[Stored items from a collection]

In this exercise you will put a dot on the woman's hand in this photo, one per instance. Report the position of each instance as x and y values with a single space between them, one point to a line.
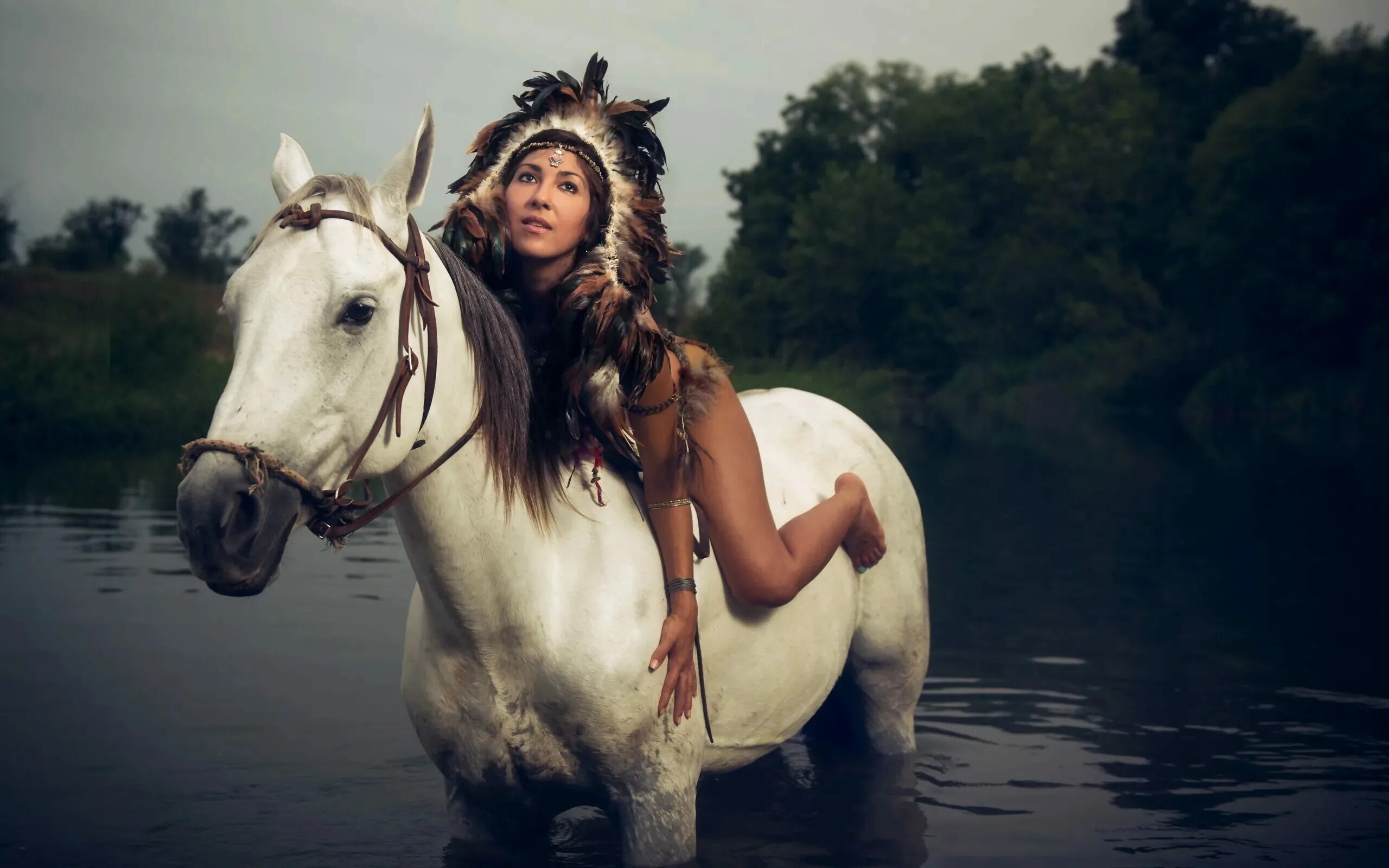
677 649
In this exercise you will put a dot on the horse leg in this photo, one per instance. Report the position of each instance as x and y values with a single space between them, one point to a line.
891 648
656 810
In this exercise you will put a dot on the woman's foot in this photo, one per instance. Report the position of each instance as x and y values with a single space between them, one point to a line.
866 541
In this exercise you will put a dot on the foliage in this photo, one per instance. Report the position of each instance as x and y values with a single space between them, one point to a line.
106 360
676 299
8 228
92 239
195 242
1103 237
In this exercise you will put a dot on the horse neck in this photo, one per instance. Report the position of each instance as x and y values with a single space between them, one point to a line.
460 538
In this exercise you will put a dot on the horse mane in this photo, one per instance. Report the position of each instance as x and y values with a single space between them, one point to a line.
523 457
521 460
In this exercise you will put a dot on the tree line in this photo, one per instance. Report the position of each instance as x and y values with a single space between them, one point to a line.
189 239
1196 219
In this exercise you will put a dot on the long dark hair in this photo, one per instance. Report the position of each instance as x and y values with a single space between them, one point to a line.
555 428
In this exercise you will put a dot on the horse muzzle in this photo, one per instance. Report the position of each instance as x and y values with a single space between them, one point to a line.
234 531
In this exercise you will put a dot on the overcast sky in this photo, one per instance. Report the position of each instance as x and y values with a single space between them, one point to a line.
146 100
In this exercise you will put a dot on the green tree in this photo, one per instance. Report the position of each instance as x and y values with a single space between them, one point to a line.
1286 254
1202 55
92 239
676 299
195 242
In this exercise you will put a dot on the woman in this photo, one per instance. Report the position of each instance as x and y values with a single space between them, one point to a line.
562 214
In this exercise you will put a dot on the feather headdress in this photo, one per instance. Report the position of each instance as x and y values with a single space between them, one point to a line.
602 348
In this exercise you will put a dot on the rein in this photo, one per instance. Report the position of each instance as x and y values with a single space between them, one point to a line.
335 510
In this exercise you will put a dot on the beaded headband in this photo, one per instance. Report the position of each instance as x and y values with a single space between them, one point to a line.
556 157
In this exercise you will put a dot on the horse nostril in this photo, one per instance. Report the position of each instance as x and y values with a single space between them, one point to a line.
244 522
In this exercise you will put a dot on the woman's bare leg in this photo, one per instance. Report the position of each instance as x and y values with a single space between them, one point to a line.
764 564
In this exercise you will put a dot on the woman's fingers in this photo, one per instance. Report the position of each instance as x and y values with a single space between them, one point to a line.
663 649
673 680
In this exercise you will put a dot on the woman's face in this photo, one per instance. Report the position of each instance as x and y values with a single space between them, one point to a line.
547 206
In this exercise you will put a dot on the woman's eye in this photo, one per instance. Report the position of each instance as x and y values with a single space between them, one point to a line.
359 313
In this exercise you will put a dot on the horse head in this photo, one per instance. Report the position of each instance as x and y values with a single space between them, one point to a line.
314 313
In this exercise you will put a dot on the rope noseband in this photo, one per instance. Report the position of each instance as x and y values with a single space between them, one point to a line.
335 510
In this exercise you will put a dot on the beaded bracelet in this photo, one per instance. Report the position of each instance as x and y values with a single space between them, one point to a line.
680 502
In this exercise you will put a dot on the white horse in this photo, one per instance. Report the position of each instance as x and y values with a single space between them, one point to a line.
525 660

* **WORK ITEM**: Copy exactly, please, the span of lines that begins at the line with "the woman's face" and ends at the last line of the data, both included.

* **WRITTEN ANSWER**:
In this exercise you will put a dot on the woman's face in this photo, one per instance. Report the position of each instance as x and y values with a single space between them, one point to a line.
547 206
In this exercise you will put a dot on the woman's eye in this photo, one per instance. Report the position of each instance as x and y values with a single space between them, one point to a line.
359 313
In this exercise you will put a dot on the horse head in this photo, one per instance. Report the position of each instance as x and y values with a single space between them, one point to a line.
314 313
In this exercise you will put a dot on the rope noseband in this photo, one per instance. Report the position of each instance as x and y values with a single space between them, one point to a line.
335 510
In this exercise you will put a dot on the beaded bracelet in this photo, one per instance. Report the position of each instance as x and y values with a single space between them, one point to a line.
680 502
In this exercise you will put a dot on the white horse in this photo, one per instance. Report the position of each instance as x and y values with a single space between them, one point to a line.
525 660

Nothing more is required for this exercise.